- _INSTRUCTIONS TO FOLLOW_
Please write what comes next in the account of how atoms and electrons were discovered, picking up after its final sentence.

- _PASSAGE FOR REVIEW_
==========

Discovery of Atoms
Nuclear Physics is a very new and fascinating branch of Physics, which deals with the atomic nucleus. The atomic nucleus is the small, dense region consisting of protons and neutrons situated in the center of an atom. The branch of Physics, which deals with the atom, is called Atomic Physics. The discovery and development of Atomic Physics begin with the discovery of the atom, a word that comes from the Greek atomos, meaning “indivisible.” An Indian sage and philosopher, Acharya Kanad was the first person who formulated the concept of atoms nearly 600 years before the birth of Christ. Acharya Kanad called that indivisible particle “Parmanu,” which literally means atom. However, the theory given by Kanad had no strong evidence, and 2500 years later in the early 1800s, an English scientist, John Dalton gave the first evidence-based theory of the Atom which was a marvelous scientific breakthrough during that time.
Until that time, it was believed that everything in our universe is composed of these indivisible particles. But there was beginning to be a belief that maybe the atom did have more than one part.
Discovery of electrons
Finally, in fact, in 1897, JJ Thompson, an English physicist, discovered what was eventually called an electron. He identified it as part of an atom. He proved that the electron is almost 2000 times smaller than the smallest atom, hydrogen, and that it had a negative electrical charge. He believed it orbited around the rest of the atom, like the earth around the sun.

==========

- _RECORDS_
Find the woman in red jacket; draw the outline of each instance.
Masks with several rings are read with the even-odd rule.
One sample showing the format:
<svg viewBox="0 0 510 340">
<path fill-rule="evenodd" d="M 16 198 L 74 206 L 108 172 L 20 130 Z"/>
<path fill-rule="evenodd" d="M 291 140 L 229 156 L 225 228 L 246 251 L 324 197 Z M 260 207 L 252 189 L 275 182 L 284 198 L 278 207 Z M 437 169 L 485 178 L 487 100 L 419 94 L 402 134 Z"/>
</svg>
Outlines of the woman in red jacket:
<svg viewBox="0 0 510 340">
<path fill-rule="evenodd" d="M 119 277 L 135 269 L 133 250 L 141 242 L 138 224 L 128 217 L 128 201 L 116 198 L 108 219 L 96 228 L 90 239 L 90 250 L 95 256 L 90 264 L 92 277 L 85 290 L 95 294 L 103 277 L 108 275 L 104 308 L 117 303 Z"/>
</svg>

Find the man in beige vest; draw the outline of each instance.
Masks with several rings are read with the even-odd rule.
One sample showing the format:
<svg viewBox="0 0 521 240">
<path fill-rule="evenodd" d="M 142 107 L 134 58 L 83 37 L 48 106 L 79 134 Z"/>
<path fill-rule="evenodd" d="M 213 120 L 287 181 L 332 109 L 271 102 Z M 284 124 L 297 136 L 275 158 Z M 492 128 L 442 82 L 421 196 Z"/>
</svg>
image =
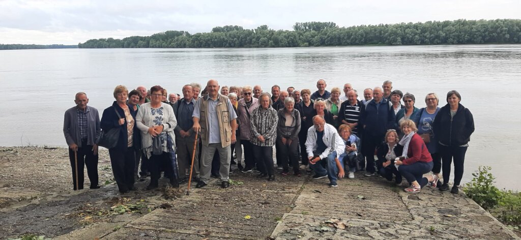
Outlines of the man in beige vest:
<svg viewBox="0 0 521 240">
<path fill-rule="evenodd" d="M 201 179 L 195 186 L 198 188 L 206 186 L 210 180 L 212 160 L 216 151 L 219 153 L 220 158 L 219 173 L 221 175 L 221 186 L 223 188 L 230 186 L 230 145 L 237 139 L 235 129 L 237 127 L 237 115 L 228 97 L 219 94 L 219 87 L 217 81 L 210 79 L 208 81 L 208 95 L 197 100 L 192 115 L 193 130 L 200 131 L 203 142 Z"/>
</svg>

==========

- _OUTPUT BELOW_
Discovery of radioactivity
Meanwhile, in 1985, French scientist Henri Becquerel discovered radioactivity and it was the time when the journey of nuclear physics started. After that discovery, a lot of research was done on radioactivity by Ernest Rutherford, Paul Villard, Pierre Curie, and Marie Curie.
Discovery of alpha particles
In 1899, Rutherford was the first who describe the alpha particle. He found that alpha particles are spontaneously emitted by radioactive substances like uranium and radium.
Mass-energy equivalence (E = mc^2)
At the very beginning of the 20th century, in 1905, a theoretical physicist came into existence. A young German, Albert Einstein, had a new Ph.D. degree, was brilliant in math and physics. But he had failed to get the teaching job he had hoped for and had to settle for a position as a patent clerk in Bern, Switzerland. His work there did give him time to think about the world around him. He published five of his famous theories that year. During his study of special relativity, Albert Einstein found that mass and energy are equivalent and that they can be converted back and forth between one another.
He gave the famous equation E = mc^2 which is critical to the study of nuclear physics because nuclear interactions are all about mass-energy conversion.
In the formula E = mc^2,
- E is the energy,
- m is the mass, and
- c is the speed of light.
So, if you have one kilogram of any matter, then the energy contained in that matter will be 25 billion kilowatt-hours. That’s equal to the 6 times the electrical energy consumed by the capital of India, New Delhi in one month.
But at that time, no one, including Albert Einstein, had any idea that how do we release that energy? The formula, E = mc^2 just said if mass disappeared, it would be replaced by energy.
Rutherford’s Atomic Model & Discovery of Nucleus
After a few years later around 1908 to 1913, Geiger and Marsden did the series of experiments under the direction of Ernest Rutherford in which they bombarded the alpha particles on a very thin gold foil and they observed that the vast majority of those alpha particles went undeviated while few of those alpha particles experienced huge amounts of deviation.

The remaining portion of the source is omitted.